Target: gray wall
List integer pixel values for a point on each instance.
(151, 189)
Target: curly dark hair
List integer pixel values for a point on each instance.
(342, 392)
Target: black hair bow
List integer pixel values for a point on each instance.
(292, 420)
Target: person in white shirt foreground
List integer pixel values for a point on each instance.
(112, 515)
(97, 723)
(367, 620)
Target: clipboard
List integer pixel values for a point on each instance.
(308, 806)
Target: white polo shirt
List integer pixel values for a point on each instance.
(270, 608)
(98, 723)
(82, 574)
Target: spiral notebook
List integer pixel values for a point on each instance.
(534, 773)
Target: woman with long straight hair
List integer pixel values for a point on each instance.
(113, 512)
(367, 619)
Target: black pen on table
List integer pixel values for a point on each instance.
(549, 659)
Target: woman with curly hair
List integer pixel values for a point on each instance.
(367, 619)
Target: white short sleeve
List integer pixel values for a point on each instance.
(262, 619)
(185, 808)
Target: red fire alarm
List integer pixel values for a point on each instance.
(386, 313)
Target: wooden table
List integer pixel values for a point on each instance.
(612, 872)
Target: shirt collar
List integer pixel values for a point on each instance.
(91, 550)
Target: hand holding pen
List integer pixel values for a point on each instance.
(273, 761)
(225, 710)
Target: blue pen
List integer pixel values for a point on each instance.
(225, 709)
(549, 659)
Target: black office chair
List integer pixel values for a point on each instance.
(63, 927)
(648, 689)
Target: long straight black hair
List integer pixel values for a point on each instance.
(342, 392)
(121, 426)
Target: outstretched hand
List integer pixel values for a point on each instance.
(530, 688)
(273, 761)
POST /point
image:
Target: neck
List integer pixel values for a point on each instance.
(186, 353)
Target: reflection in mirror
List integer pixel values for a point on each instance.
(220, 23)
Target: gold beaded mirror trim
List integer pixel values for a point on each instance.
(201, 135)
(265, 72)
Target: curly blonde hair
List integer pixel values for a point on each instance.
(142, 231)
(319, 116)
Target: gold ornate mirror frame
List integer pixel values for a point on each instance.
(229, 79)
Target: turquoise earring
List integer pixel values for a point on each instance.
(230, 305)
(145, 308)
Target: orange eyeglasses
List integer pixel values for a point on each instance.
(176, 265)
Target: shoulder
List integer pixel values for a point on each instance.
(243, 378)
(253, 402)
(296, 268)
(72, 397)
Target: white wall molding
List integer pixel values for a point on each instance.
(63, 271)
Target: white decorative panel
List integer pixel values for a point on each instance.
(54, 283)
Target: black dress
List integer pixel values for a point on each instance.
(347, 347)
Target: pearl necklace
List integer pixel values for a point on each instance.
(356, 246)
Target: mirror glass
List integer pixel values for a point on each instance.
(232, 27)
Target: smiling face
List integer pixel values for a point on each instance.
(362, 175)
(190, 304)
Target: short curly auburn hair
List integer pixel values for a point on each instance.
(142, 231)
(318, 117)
::::::::
### INSTRUCTION
Reproduce every row above, from start to finish, without altering a single character.

### SOLUTION
Target: gray wall
List integer pixel values for a point on each instance.
(151, 189)
Target: curly dark hair
List integer pixel values for a point on each instance.
(342, 392)
Target: black hair bow
List integer pixel values for a point on each instance.
(292, 420)
Target: person in white shirt foreground
List integer pixel values for a point on each instance.
(112, 515)
(97, 723)
(367, 620)
Target: clipboard
List integer pixel values for a point on each instance.
(308, 806)
Target: white polo shirt
List integer pixel values for a point on each instance.
(270, 608)
(98, 723)
(82, 574)
Target: spiral notebook
List integer pixel values for a point on each instance.
(534, 773)
Target: woman with long straight hair
List integer pixel values for a point on each instance.
(113, 512)
(367, 619)
Target: black pen on table
List integer pixel values for a point on each instance.
(549, 659)
Target: woman with curly hair
List integer pixel values for a point on each instance.
(367, 619)
Target: white short sleeve
List integer pixel values for a point on each instance.
(262, 619)
(185, 808)
Target: red fire alarm
List integer pixel values for a point on each instance.
(386, 313)
Target: wooden table
List integer pixel values for a point on each instance.
(612, 872)
Target: shirt collar
List integer pixel values for a point on each instance.
(91, 550)
Target: hand holding pen
List integer pixel values for a point on each instance.
(273, 761)
(225, 710)
Target: blue pen
List integer pixel values for a point on each instance.
(225, 709)
(549, 659)
Target: black office chair
List integer pixel values for a point on each instance.
(63, 927)
(648, 689)
Target: long straight black hair
List integer pixel values for a point on each instance.
(342, 392)
(121, 426)
Target: outstretched hand
List integer pixel values for a point on each instance.
(530, 688)
(273, 761)
POST /point
image:
Target: neck
List integer pixel values for a point on each instance.
(186, 353)
Target: reflection in mirror
List integer pixel values for a point on each instance.
(220, 23)
Target: gold beaded mirror trim
List integer pixel values for a point on each instance.
(201, 135)
(265, 72)
Target: curly blonde hair
List integer pixel values for a point on each instance.
(142, 231)
(319, 116)
Target: gold ornate mirror frame
List integer pixel values for a point on each instance.
(229, 79)
Target: turquoise earring
List integer pixel values for a point on each instance.
(230, 305)
(145, 308)
Target: orange eyeglasses
List integer pixel values for a point on each instance.
(176, 265)
Target: shoulder
List integer pixel values for a point on each instance.
(243, 378)
(253, 402)
(296, 268)
(72, 397)
Target: white wall molding
List integer pixel values for a point on each instance.
(63, 271)
Target: white decorative panel
List integer pixel values for a point on each instance.
(54, 283)
Target: black dress
List integer pixel values for a point on each instance.
(347, 347)
Target: pearl necklace
List integer pixel values for a point on each instance.
(356, 246)
Target: mirror glass
List integer pixel values for a point on each instance.
(232, 27)
Target: smiling face
List integer pixel values for a point on each instance.
(362, 175)
(190, 304)
Target: short curly auburn hair
List integer pixel values for a point on each instance.
(142, 231)
(318, 117)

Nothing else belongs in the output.